### Text extract:
-- Begin --

Creates a brand new random access read-only file with the specified name.
On success, stores a pointer to the new file in result and returns OK. On failure stores NULL in result and returns non-OK. If the file does not exist, returns a non-OK status.
The returned file may be concurrently accessed by multiple threads.
Status tensorflow::EnvWrapper::NewWritableFile(const string &f, WritableFile **r) override
Creates an object that writes to a new file with the specified name.
Deletes any existing file with the same name and creates a new file. On success, stores a pointer to the new file in result and returns OK. On failure stores NULL in result and returns non-OK.
The returned file will only be accessed by one thread at a time.
Status tensorflow::EnvWrapper::NewAppendableFile(const string &f, WritableFile **r) override
Creates an object that either appends to an existing file, or writes to a new file (if the file does not exist to begin with).

-- End --

Copy out the TensorFlow file-creation documentation word for word, from start to finish. The data that follows comes from a separate source.

### Dataset extract:
-- Begin --

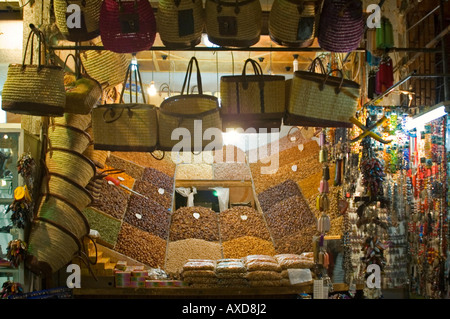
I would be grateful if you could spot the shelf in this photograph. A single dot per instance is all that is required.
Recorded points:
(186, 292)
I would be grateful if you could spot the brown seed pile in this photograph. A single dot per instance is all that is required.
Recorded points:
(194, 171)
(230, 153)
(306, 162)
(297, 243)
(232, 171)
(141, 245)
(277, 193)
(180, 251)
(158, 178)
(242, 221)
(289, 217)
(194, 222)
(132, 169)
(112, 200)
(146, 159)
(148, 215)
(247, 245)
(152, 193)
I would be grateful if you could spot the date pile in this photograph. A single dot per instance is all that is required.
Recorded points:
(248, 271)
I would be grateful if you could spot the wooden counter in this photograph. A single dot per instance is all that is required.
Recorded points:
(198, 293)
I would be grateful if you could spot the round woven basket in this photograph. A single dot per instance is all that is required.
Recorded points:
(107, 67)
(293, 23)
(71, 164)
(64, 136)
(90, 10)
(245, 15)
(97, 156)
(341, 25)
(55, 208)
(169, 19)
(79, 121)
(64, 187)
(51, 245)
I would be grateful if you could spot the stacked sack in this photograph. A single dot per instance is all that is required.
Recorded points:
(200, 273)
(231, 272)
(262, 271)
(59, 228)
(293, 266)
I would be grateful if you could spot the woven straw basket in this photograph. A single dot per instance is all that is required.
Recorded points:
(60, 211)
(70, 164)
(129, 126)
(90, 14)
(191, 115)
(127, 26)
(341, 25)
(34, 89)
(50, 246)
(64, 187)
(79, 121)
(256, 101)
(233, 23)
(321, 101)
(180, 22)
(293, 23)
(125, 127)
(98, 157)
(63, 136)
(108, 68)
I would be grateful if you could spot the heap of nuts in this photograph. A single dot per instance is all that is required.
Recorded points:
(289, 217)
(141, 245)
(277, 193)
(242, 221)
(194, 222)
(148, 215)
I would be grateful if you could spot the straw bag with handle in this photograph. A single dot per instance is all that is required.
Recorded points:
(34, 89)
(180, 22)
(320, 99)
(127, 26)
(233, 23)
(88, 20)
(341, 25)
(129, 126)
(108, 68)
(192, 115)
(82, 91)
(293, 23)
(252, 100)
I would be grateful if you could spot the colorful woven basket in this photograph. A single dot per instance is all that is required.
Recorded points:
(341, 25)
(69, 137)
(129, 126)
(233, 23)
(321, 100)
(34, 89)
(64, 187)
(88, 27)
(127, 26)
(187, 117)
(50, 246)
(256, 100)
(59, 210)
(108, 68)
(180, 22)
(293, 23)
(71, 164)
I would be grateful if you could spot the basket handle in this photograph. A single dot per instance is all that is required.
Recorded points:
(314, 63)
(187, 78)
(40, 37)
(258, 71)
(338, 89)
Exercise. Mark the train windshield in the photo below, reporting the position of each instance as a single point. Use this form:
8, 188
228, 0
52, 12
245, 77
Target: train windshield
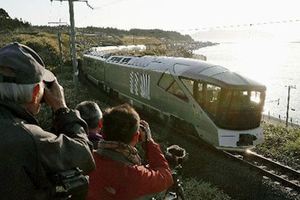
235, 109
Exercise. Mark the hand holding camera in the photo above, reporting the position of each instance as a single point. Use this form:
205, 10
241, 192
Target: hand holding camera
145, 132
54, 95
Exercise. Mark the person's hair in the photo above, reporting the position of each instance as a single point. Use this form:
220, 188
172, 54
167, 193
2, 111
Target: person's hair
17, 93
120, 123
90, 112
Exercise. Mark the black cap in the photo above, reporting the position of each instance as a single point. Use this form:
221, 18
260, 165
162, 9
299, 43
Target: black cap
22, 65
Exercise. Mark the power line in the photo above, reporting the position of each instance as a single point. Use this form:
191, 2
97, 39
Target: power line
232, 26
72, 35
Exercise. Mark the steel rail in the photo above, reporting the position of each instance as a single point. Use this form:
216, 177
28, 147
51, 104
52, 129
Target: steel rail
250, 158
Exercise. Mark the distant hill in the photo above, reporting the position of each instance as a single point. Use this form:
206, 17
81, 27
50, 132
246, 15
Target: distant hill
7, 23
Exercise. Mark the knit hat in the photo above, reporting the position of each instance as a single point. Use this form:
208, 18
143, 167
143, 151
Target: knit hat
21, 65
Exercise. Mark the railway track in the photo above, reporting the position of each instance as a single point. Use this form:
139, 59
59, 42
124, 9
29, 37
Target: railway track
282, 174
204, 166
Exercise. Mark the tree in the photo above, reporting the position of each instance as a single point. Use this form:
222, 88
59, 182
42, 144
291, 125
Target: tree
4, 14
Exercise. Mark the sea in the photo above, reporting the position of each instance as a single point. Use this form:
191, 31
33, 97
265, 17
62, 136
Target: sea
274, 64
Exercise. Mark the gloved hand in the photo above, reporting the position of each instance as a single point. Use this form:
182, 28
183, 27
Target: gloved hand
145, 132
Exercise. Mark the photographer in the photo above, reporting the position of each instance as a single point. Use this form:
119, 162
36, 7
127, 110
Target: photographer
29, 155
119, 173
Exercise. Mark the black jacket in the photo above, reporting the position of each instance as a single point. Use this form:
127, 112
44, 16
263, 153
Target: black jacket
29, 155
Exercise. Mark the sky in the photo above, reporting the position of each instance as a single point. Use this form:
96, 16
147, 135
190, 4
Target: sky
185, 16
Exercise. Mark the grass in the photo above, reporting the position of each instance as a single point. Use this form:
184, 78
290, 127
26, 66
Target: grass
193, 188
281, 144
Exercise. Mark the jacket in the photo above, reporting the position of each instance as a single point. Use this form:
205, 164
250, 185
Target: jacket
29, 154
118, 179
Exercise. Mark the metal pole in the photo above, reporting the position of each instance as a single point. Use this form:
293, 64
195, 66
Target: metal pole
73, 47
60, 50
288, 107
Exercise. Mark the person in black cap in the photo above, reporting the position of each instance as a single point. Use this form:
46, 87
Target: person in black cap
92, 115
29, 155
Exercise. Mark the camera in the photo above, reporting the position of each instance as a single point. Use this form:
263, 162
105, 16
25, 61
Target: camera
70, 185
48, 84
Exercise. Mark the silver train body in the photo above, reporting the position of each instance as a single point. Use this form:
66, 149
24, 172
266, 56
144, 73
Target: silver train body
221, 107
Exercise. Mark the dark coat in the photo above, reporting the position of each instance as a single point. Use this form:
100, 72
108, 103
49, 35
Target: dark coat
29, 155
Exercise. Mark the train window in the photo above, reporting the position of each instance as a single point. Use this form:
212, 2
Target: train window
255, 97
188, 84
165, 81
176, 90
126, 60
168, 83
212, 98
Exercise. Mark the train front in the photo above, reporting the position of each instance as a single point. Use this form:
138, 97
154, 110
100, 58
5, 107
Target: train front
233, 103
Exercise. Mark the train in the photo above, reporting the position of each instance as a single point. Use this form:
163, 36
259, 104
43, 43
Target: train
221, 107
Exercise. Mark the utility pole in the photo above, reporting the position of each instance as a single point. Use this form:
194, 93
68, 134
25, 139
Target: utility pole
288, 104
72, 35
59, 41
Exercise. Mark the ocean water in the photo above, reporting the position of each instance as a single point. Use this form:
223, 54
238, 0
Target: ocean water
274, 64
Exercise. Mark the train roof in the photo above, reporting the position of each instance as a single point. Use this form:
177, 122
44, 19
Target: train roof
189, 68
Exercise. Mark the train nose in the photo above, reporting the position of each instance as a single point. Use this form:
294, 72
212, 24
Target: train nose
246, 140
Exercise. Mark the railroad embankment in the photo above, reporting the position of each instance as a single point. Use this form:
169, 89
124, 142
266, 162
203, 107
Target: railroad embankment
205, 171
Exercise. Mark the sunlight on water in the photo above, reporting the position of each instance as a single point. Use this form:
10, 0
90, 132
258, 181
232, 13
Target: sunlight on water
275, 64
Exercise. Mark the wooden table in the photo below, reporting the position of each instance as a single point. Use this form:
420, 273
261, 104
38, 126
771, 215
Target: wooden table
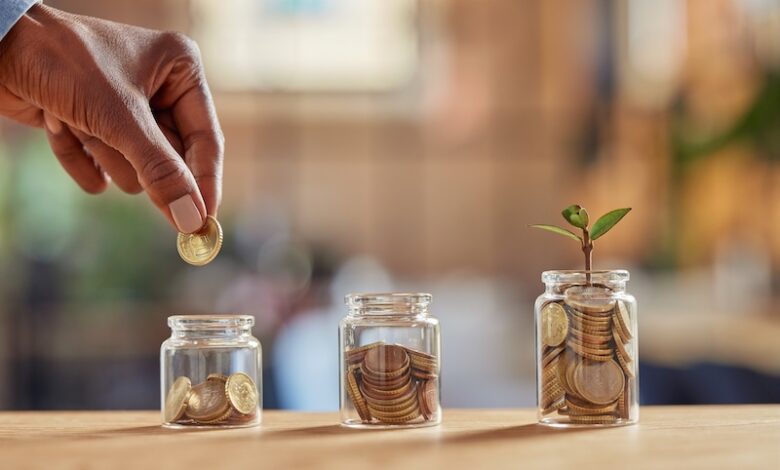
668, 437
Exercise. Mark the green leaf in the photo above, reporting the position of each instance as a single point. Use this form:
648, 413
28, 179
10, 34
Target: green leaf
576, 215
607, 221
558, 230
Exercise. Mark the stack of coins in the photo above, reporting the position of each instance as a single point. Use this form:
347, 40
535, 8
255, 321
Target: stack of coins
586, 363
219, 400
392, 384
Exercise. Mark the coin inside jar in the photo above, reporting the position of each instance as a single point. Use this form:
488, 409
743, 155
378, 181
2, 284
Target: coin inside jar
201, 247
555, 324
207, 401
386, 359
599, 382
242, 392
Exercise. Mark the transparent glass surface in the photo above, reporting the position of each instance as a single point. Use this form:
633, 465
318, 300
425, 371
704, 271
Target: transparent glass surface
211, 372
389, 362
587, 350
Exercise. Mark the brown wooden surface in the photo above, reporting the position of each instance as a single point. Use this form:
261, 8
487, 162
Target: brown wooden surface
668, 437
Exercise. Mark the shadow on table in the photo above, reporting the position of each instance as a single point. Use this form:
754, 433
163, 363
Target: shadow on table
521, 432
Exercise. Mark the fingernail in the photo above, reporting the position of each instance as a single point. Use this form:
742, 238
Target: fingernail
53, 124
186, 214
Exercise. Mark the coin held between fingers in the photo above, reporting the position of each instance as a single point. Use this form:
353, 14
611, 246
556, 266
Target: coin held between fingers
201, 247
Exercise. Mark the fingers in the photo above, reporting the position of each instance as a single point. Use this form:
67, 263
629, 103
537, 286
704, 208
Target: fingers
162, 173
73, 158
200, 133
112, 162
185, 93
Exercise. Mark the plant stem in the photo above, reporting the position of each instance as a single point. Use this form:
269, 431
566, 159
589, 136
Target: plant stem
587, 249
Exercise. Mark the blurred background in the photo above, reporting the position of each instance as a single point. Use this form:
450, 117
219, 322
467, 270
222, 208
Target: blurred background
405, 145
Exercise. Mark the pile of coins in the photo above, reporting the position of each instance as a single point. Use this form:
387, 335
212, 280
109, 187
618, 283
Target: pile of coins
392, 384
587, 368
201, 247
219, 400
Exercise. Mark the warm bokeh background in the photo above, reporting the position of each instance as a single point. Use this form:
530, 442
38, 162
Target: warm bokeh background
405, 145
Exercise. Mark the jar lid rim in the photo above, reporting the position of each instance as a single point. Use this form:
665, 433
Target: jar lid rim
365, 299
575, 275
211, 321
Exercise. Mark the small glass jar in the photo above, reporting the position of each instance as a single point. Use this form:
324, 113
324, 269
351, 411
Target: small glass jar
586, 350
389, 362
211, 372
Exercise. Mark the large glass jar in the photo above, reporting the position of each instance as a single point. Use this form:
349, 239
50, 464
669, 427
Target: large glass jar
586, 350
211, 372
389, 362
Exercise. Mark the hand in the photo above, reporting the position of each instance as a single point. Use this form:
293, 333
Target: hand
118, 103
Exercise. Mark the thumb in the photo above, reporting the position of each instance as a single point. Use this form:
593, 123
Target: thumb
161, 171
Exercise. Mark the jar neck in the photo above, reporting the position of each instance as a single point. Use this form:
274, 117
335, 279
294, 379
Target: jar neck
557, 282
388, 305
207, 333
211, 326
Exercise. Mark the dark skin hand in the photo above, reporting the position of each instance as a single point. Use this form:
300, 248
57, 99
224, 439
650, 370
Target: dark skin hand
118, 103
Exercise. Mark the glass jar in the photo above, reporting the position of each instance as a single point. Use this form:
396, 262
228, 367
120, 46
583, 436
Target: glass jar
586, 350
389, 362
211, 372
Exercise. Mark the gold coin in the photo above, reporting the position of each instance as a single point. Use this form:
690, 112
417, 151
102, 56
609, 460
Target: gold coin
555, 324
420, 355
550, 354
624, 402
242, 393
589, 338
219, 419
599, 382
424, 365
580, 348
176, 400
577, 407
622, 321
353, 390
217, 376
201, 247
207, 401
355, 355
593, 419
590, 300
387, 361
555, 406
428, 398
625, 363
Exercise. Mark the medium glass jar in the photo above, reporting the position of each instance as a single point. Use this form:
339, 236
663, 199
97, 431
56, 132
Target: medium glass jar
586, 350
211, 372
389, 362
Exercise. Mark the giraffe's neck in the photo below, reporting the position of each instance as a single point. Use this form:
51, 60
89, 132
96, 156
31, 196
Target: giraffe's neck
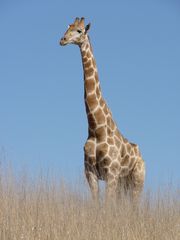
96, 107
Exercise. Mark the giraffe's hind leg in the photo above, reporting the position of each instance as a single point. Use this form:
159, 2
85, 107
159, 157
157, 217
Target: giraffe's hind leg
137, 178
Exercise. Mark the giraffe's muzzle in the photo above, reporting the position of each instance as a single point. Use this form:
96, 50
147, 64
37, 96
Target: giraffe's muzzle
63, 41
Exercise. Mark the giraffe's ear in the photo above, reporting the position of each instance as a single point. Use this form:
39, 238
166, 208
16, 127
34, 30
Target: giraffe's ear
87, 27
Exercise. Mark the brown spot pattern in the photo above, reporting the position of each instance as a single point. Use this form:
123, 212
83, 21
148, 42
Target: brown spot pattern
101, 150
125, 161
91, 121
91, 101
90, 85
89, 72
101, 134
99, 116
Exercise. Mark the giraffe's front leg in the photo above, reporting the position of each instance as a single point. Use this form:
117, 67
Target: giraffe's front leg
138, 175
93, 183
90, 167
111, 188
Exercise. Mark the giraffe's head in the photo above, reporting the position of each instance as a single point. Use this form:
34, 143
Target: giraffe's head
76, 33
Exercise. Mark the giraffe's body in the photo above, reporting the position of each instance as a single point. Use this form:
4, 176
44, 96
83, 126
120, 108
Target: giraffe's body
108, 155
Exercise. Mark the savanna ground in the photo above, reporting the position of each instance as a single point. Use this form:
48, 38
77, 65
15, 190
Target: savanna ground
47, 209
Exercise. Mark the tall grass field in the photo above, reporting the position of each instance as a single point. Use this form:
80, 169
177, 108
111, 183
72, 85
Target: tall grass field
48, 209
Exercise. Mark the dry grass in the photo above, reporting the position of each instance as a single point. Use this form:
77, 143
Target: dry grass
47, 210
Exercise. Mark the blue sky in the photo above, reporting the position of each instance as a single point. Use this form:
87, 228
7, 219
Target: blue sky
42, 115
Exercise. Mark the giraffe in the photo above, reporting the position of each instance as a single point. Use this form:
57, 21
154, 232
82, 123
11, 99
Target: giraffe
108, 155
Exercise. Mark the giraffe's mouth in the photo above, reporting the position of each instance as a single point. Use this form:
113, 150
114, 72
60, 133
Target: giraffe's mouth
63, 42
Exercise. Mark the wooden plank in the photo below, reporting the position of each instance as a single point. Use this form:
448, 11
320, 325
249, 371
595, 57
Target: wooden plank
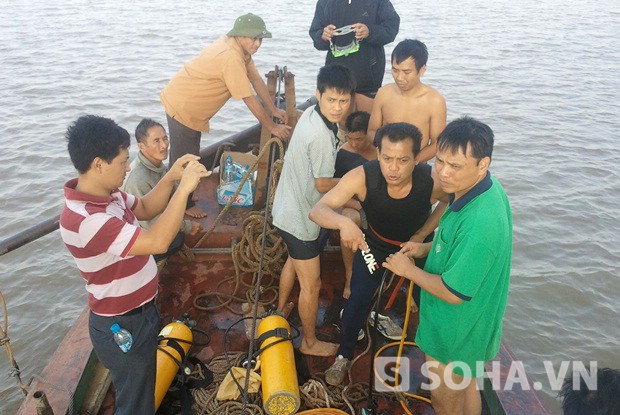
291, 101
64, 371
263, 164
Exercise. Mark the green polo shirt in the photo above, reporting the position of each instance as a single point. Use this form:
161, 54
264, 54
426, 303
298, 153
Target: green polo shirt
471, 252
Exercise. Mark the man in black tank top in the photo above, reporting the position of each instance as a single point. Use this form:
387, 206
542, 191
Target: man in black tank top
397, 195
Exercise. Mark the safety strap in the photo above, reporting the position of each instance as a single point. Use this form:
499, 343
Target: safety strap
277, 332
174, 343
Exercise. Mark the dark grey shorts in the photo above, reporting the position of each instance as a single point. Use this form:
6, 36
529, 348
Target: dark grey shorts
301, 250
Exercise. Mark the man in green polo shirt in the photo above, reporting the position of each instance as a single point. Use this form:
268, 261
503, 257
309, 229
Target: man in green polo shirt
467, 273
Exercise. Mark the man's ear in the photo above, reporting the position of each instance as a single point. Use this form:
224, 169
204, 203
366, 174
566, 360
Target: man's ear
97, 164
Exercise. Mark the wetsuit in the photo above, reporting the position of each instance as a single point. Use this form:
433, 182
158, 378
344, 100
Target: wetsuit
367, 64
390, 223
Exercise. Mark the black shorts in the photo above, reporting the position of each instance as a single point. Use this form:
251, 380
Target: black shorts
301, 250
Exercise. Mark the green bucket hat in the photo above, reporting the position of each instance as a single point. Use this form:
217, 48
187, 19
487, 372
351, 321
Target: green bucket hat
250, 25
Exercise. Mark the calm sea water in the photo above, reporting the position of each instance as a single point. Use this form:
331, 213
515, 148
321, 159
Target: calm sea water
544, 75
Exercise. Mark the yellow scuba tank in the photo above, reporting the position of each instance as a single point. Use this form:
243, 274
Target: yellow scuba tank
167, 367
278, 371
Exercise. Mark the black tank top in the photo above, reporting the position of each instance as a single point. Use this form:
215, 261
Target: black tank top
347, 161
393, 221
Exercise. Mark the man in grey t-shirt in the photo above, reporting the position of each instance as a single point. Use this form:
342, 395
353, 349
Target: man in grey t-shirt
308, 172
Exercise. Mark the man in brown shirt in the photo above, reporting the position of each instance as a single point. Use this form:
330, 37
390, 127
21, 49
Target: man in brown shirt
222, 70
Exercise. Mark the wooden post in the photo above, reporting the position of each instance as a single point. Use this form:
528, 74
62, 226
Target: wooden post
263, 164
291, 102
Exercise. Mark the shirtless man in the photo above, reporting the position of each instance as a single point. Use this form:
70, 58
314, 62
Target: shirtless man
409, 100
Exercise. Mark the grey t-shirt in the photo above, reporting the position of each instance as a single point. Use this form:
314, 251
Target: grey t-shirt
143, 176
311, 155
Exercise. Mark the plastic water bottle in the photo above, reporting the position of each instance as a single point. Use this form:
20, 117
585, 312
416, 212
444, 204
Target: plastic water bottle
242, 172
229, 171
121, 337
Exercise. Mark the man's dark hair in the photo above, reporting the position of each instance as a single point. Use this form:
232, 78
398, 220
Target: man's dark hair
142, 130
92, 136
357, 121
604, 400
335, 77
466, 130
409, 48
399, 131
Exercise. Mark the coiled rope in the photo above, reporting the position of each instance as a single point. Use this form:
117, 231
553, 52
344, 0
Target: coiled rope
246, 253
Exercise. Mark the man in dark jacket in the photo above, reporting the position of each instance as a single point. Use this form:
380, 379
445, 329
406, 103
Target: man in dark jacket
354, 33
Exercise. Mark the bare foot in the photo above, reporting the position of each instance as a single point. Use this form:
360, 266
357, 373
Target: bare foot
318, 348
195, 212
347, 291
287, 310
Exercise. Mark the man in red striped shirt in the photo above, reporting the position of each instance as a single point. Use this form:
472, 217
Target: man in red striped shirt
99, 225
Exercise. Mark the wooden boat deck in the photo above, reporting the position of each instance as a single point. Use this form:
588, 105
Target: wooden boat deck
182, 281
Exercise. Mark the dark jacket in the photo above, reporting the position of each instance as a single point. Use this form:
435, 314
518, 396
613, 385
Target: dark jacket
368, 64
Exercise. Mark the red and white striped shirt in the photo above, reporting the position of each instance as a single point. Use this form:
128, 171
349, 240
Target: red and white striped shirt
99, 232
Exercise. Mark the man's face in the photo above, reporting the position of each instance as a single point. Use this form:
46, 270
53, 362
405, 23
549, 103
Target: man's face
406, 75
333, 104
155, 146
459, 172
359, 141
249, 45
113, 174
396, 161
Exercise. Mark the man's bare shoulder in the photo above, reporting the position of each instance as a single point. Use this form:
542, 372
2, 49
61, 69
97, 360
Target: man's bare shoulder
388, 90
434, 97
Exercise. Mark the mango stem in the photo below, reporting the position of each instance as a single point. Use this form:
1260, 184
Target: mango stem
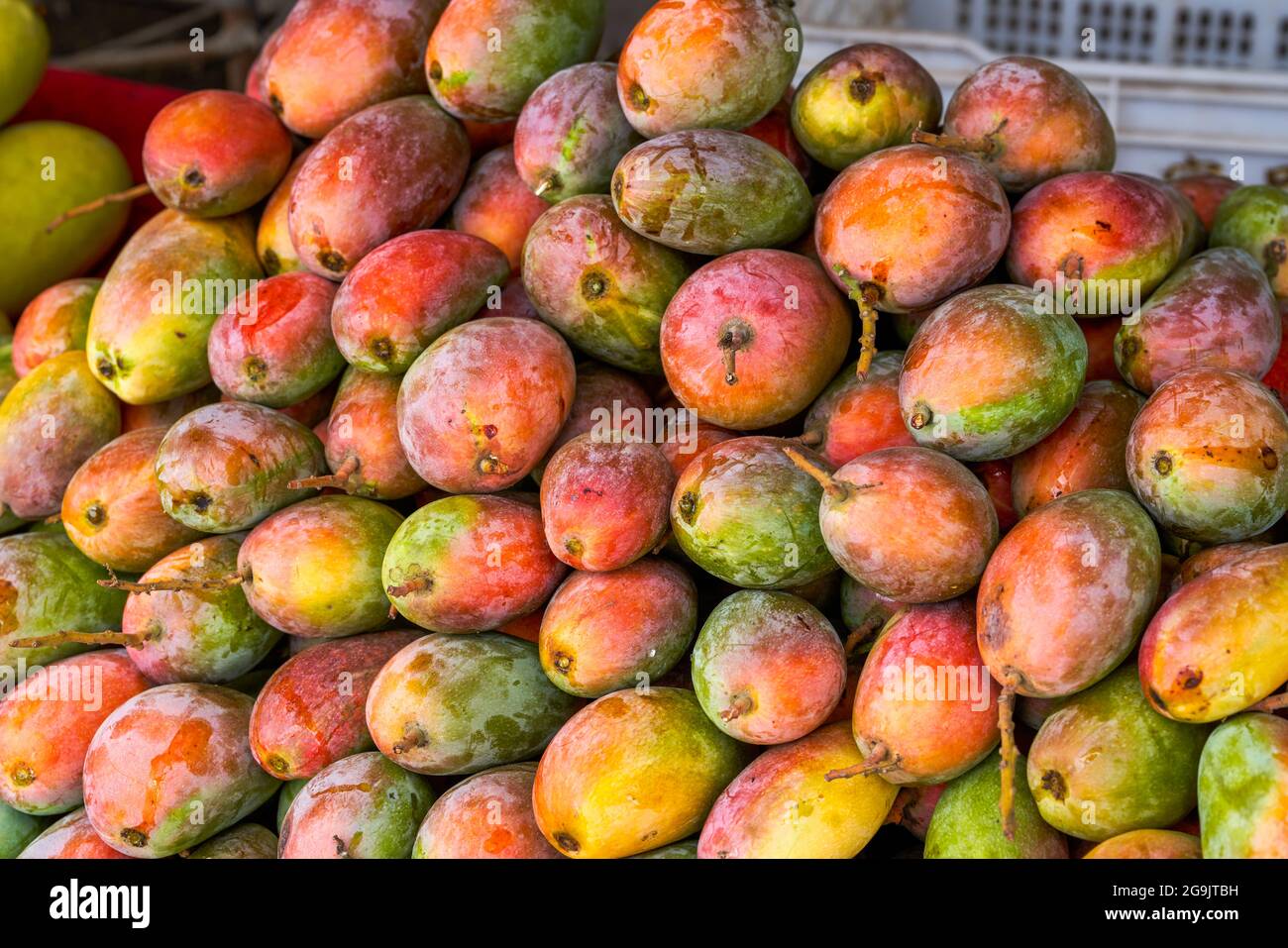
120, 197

-- End --

### Response:
Creates a brand new random access read-only file with the specified name.
On success, stores a pointer to the new file in result and returns OK. On failure stores NULL in result and returns non-OK. If the file does not exist, returns a non-OK status.
The returned file may be concurrently accessed by multiple threads.
Status tensorflow::EnvWrapper::NewWritableFile(const string &f, WritableFile **r) override
Creates an object that writes to a new file with the specified name.
Deletes any existing file with the same name and creates a new file. On success, stores a pointer to the new file in result and returns OK. On failure stores NULL in result and returns non-OK.
The returned file will only be accessed by one thread at a time.
Status tensorflow::EnvWrapper::NewAppendableFile(const string &f, WritableFile **r) override
Creates an object that either appends to an existing file, or writes to a new file (if the file does not exist to begin with).